▶ [TASK PROMPT]
The records are to be copied exactly and in full.

Saved entries:

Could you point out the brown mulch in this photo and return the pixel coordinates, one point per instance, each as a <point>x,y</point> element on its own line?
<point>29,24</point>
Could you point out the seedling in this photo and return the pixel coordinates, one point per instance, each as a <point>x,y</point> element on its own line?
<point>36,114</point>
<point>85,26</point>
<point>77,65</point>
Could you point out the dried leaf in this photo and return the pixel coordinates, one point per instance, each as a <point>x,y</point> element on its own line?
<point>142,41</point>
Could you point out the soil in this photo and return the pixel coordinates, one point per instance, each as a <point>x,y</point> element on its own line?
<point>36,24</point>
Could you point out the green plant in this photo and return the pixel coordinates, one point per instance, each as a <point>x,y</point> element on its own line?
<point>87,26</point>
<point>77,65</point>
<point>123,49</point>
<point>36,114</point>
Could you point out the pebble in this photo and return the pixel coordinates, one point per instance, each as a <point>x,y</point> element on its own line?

▶ [YOUR SOLUTION]
Could you point out the brown mulch in this photo and return the pixel coordinates, one point per instance, each as a <point>x,y</point> element on its own line?
<point>29,24</point>
Could you point out the seedling in this photo and return the pixel coordinates, one point per instance, each as a <point>x,y</point> element on its own line?
<point>36,114</point>
<point>85,26</point>
<point>77,65</point>
Could you point out the dried leaf in this photo and return the pixel coordinates, one point per instance, each as a <point>x,y</point> element on its own line?
<point>142,41</point>
Could you point out the soil in this photo and return the pixel coordinates, one point per instance, each as a <point>x,y</point> element on its own line?
<point>36,24</point>
Could you point out the green plant in this photo and return the pixel coordinates, one point per instance, each as a <point>x,y</point> element on its own line?
<point>87,26</point>
<point>77,65</point>
<point>123,49</point>
<point>36,114</point>
Could you point out the pebble in this photo and return the pixel coordinates, one point per instance, each as a <point>x,y</point> element on its own line?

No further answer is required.